== Задание ==
Перепиши все данные ниже нумерованным списком и пропусти пустые строки. Картинки в ответ не включай.
+ + + +
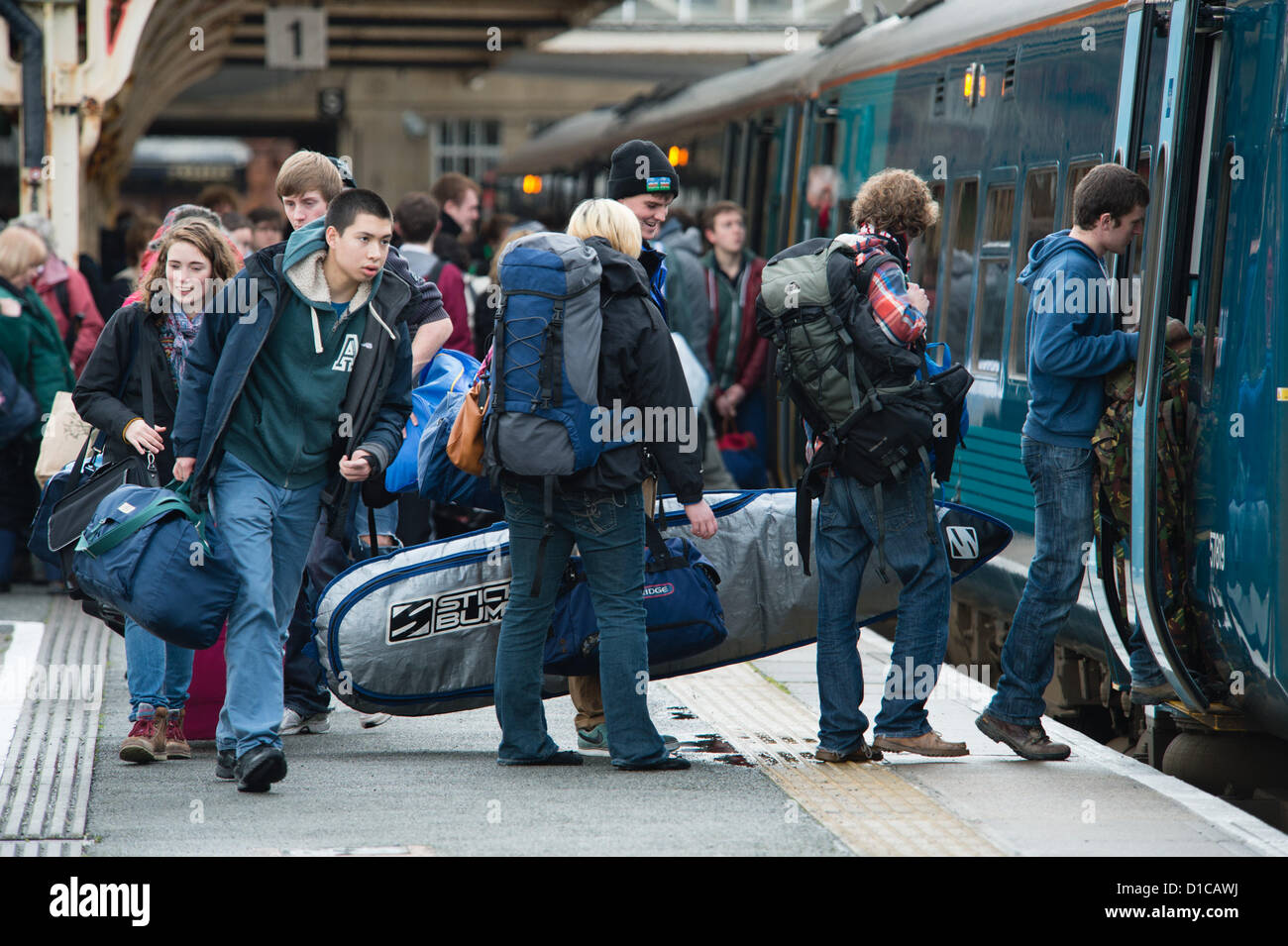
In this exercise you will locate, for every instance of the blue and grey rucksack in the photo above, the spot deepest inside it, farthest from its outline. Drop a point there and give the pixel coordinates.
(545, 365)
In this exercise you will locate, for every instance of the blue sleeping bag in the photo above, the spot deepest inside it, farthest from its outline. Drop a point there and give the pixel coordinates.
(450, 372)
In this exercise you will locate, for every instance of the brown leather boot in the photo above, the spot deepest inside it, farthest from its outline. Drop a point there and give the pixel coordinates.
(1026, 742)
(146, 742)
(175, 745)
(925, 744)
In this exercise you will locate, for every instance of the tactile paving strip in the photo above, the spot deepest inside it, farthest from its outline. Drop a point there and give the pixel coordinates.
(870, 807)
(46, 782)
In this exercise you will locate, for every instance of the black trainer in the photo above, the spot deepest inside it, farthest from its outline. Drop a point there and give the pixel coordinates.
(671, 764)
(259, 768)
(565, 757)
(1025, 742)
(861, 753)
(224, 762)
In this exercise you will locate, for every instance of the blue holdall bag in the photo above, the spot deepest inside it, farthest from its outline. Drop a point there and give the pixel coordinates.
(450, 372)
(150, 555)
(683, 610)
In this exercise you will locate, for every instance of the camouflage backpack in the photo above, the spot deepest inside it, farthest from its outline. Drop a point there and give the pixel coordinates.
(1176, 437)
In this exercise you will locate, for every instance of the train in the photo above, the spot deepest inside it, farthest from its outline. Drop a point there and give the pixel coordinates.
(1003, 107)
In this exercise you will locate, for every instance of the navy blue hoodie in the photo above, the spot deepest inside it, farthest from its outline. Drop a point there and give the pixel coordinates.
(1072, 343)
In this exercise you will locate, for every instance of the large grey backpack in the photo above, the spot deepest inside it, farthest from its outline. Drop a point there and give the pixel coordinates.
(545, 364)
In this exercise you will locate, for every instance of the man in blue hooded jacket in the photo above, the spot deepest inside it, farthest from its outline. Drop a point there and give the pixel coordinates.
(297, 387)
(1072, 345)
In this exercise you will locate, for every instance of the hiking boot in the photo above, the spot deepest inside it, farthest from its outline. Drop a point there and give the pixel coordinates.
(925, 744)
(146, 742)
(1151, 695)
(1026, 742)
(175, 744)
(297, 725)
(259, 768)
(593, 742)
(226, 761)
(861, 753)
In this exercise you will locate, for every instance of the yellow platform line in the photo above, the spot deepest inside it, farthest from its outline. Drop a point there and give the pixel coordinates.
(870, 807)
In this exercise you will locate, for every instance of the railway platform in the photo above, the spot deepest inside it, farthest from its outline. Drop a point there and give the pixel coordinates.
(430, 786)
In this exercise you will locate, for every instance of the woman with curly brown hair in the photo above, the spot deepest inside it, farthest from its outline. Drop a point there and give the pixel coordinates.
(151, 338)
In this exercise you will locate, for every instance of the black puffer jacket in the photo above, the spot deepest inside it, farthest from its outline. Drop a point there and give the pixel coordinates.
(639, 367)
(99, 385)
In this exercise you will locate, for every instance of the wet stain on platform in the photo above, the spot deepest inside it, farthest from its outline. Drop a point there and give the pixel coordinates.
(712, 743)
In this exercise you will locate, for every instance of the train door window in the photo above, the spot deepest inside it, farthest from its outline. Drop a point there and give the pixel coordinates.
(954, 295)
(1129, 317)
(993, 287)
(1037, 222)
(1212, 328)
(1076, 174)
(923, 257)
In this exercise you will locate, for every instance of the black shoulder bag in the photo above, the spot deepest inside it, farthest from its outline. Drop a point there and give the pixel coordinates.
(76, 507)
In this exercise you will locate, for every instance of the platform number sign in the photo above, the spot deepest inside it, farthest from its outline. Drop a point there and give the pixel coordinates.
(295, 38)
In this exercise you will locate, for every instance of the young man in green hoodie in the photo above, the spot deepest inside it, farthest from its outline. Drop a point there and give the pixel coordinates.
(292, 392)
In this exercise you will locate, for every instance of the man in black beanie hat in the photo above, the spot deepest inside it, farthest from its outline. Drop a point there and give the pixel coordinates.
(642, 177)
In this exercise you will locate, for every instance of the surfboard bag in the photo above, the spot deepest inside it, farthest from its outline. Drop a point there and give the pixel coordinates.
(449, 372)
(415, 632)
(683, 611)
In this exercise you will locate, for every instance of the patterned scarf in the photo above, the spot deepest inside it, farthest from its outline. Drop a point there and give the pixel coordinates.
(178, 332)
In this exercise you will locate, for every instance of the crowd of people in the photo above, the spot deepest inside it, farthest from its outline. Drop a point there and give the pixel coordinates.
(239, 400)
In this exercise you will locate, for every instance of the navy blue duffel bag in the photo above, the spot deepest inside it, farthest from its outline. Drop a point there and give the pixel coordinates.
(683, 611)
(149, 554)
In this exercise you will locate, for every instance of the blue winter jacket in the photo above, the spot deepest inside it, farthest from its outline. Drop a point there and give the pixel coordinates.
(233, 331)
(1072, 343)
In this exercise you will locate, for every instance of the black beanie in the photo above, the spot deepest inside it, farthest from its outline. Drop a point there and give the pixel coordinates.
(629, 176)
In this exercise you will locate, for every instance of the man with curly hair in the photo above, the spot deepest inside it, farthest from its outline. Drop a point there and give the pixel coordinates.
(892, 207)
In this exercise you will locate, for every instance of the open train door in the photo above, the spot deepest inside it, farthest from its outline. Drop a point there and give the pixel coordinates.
+ + + +
== Ответ на задание ==
1. In this exercise you will locate, for every instance of the blue and grey rucksack in the photo above, the spot deepest inside it, farthest from its outline. Drop a point there and give the pixel coordinates.
2. (545, 365)
3. In this exercise you will locate, for every instance of the blue sleeping bag in the photo above, the spot deepest inside it, farthest from its outline. Drop a point there and give the pixel coordinates.
4. (450, 372)
5. In this exercise you will locate, for every instance of the brown leather boot in the photo above, the spot deepest inside it, farthest from its outline. Drop a point there and give the pixel coordinates.
6. (1026, 742)
7. (146, 742)
8. (175, 745)
9. (925, 744)
10. In this exercise you will locate, for every instance of the tactile paving strip in the photo above, the spot deepest inside it, farthest from its outline. Drop a point there and give the pixel coordinates.
11. (870, 807)
12. (46, 782)
13. In this exercise you will locate, for every instance of the black trainer in the photo above, the spot deepest inside it, farthest from its outline. Drop a point there and give the pixel coordinates.
14. (671, 764)
15. (259, 768)
16. (565, 757)
17. (1025, 742)
18. (861, 753)
19. (224, 762)
20. In this exercise you will locate, for every instance of the blue holdall bag in the photo above, the spot deepest inside it, farthest from its outline. Drop a point there and give the pixel coordinates.
21. (450, 372)
22. (150, 555)
23. (683, 610)
24. In this exercise you will locate, for every instance of the camouflage backpack in the photo above, the spot deepest inside it, farthest from its outline. Drop a point there and give the pixel coordinates.
25. (1176, 437)
26. In this exercise you will locate, for every instance of the train in the photo above, the spot deepest inside it, farthest from its outline. Drop a point there and give the pixel coordinates.
27. (1003, 107)
28. In this exercise you will locate, for every instance of the navy blue hoodie in the photo above, the spot deepest inside it, farthest from its outline. Drop a point there and give the pixel coordinates.
29. (1072, 343)
30. In this exercise you will locate, for every instance of the large grey backpack in the photo above, the spot deepest inside it, farthest from its outline. Drop a point there and give the pixel coordinates.
31. (545, 364)
32. In this exercise you will locate, for every instance of the man in blue hooded jacket in the photo above, the spot deepest inside it, farthest from its outline. Drop a point there and give the pixel coordinates.
33. (297, 387)
34. (1072, 345)
35. In this exercise you will locate, for every instance of the hiking boot in the photo above, the spot deepest inside it, farthest from its outline. Drop a point there and give the pixel coordinates.
36. (925, 744)
37. (146, 742)
38. (1151, 695)
39. (1026, 742)
40. (175, 744)
41. (297, 725)
42. (259, 768)
43. (593, 742)
44. (226, 761)
45. (861, 753)
46. In this exercise you will locate, for every instance of the yellow platform line in the photo above, the spot deepest inside it, farthest from its outline. Drop a point there and give the pixel coordinates.
47. (870, 807)
48. In this exercise you will locate, for every instance of the railway platform in the photo above, the spot deepest inside it, farthest from its outline. Drop a point there and give the pixel coordinates.
49. (430, 786)
50. In this exercise you will locate, for every instance of the woman with curly brown hair in the photo above, the spot deepest inside it, farthest from its outline. Drop a point there and give the pixel coordinates.
51. (151, 338)
52. In this exercise you will locate, for every instance of the black puffer jacket in the photo above, the spot deepest inside it, farthest from its outline. Drop a point there and give the pixel coordinates.
53. (639, 367)
54. (99, 385)
55. In this exercise you will locate, for every instance of the wet stain on platform in the photo above, the spot deepest inside it, farthest from its outline. Drop a point there and give the pixel coordinates.
56. (712, 743)
57. In this exercise you will locate, for every instance of the train door window in the photo above, the spot deepest inside it, farthest from its outline. Drop a point there and give the pixel coordinates.
58. (954, 295)
59. (1129, 317)
60. (993, 287)
61. (1037, 222)
62. (1212, 328)
63. (1076, 174)
64. (923, 257)
65. In this exercise you will locate, for every instance of the black shoulder bag in the photo above, the spot deepest inside it, farthest from its outline. Drop a point there and give the pixel coordinates.
66. (76, 507)
67. In this exercise you will locate, for every instance of the platform number sign in the photo above, the spot deepest inside it, farthest from its outline. Drop a point there and give the pixel coordinates.
68. (295, 38)
69. In this exercise you will locate, for every instance of the young man in green hoodie in the photo above, the spot deepest inside it, farthest from its outline. Drop a point there and give the pixel coordinates.
70. (292, 392)
71. In this exercise you will locate, for every instance of the man in black beanie hat in the photo above, the spot deepest inside it, farthest from its outline. Drop a point there and give the pixel coordinates.
72. (642, 177)
73. In this exercise you will locate, for every instance of the surfboard bag in the photo above, the spot deepest inside it, farthest from its outline. Drop a point there and give the pixel coordinates.
74. (449, 372)
75. (415, 632)
76. (683, 611)
77. In this exercise you will locate, for every instance of the patterned scarf in the photo above, the spot deepest inside it, farthest from its outline. Drop a point there and give the pixel coordinates.
78. (178, 332)
79. In this exercise you will locate, for every instance of the crowd of people in the photo above, the spot deepest inside it, farthest from its outline. Drop a point there and give the pixel coordinates.
80. (239, 400)
81. In this exercise you will locate, for every instance of the navy blue duffel bag in the photo above, the spot deepest inside it, farthest from its outline. Drop a point there and give the pixel coordinates.
82. (683, 611)
83. (149, 554)
84. In this exercise you will locate, for every instance of the blue winter jacket in the photo above, the spot deepest inside it, farthest from its outline. Drop a point there and give the pixel coordinates.
85. (233, 331)
86. (1072, 343)
87. In this exercise you will locate, for every instance of the black beanie in the photo above, the spot deepest inside it, farthest from its outline. Drop a point there and give the pixel coordinates.
88. (629, 176)
89. In this exercise you will locate, for every instance of the man with curly hair in the photo above, the spot deepest inside it, farthest from its outline. Drop a point there and give the pixel coordinates.
90. (892, 207)
91. In this exercise you will locate, for every instance of the open train door in the photo above, the spot deepest inside it, farthest from its outline. Drop a point there and give the pixel coordinates.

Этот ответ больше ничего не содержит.